Work instructions ->
1 - According to the text on E. coli engineered to make diesel, which tree supplied the gene that cuts the hydrocarbon to the right length?
2 - Extend the text about the E. coli strain that turns sugar into diesel-like oil with a few sentences that pick up after its last line.

Researchers from Exeter University, UK has developed a genetically modified strain of E. coli bacteria which can convert sugar into oil that is almost identical to conventional diesel. The engineered E. coli used genetic code from the insect pathogen Photorhabdus luminescens and from the cyanobacterium Nostoc punctiforme as well as soil microbe Bacillus subtilis to make the fuel molecules from fatty acids, along with a gene from the camphor tree—Cinamomum camphora—to cut the resulting hydrocarbon to the right length.


Professor John Love, a synthetic biologist from the University of Exeter, said: "Rather than making a replacement fuel like some bio-fuels  we have made a substitute fossil fuel.



This research work is published in Applied Biological Sciences, PNAS (http://www.pnas.org/content/110/19/7636.full.pdf+html)

Available data ->
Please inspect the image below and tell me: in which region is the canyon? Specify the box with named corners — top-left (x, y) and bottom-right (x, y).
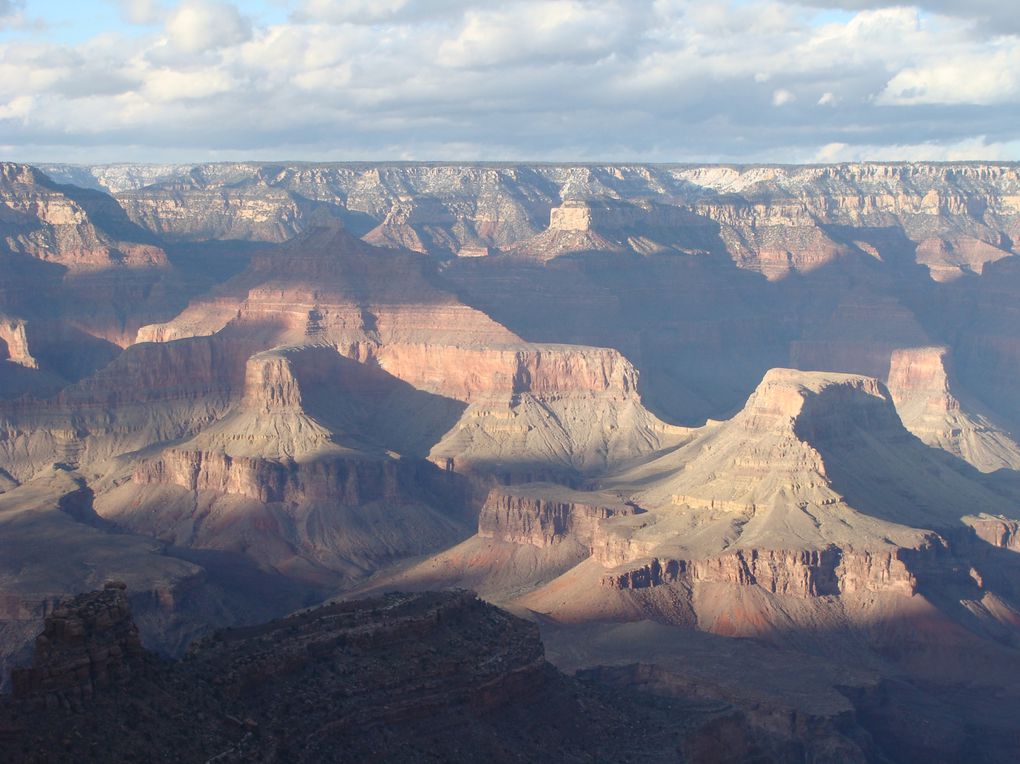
top-left (0, 162), bottom-right (1020, 761)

Answers to each task ->
1 - The camphor tree, Cinamomum camphora.

2 -
Synthesis of customized petroleum-replica fuel molecules by targeted modification of free fatty acid pools in Escherichia coli

"Biofuels are the most immediate, practical solution for mitigating dependence on fossil hydrocarbons, but current biofuels (alcohols and biodiesels) require significant downstream processing and are not fully compatible with modern, mass-market internal combustion engines. Rather, the ideal biofuels are structurally and chemically identical to the fossil fuels they seek to replace (i.e., aliphatic n- and iso-alkanes and -alkenes of various chain lengths). Here we report on production of such petroleum-replica hydrocarbons in Escherichia coli. The activity of the fatty acid (FA) reductase complex from Photorhabdus luminescens was coupled with aldehyde decarbonylase from Nostoc punctiforme to use free FAs as substrates for alkane biosynthesis. This combination of genes enabled rational alterations to hydrocarbon chain length (Cn) and the production of branched alkanes through upstream genetic and exogenous manipulations of the FA pool. Genetic components for targeted manipulation of the FA pool included expression of a thioesterase from Cinnamomum camphora (camphor) to alter alkane Cn and expression of the branched-chain α-keto acid dehydrogenase complex and β-keto acyl-acyl carrier protein synthase III from Bacillus subtilis to synthesize branched (iso-) alkanes. Rather than simply reconstituting existing metabolic routes to alkane production found in nature, these results demonstrate the ability to design and implement artificial molecular pathways for the production of renewable, industrially relevant fuel molecules"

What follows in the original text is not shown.